[Information shown]
►
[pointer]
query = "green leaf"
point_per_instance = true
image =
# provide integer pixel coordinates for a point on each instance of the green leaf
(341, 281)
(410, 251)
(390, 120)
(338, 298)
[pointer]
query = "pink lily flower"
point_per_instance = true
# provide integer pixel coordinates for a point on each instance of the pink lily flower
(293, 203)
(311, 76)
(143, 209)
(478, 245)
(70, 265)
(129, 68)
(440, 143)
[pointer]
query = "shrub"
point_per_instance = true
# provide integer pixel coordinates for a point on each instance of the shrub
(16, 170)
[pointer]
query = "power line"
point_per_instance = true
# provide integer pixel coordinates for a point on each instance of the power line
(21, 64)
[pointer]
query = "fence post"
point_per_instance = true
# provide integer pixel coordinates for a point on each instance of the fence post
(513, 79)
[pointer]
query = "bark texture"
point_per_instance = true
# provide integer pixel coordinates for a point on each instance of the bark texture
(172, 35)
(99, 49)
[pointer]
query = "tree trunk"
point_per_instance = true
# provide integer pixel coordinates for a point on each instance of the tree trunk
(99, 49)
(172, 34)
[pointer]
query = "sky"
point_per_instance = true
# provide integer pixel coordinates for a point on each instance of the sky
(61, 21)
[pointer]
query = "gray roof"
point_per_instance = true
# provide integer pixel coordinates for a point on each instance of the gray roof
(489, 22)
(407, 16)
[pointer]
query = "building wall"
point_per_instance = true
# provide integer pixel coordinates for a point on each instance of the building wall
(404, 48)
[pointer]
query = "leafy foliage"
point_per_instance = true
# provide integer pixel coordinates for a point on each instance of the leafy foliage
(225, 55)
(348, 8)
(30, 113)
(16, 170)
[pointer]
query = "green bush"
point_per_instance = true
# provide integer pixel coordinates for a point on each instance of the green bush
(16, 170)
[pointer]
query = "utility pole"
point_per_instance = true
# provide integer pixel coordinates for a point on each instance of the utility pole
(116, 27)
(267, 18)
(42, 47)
◄
[Your task] Report each line of the data above that contains the string "trunk", copying every such line in full.

[Task response]
query = "tree trunk"
# provide integer pixel coordinates for a point on each instance of the tree trunk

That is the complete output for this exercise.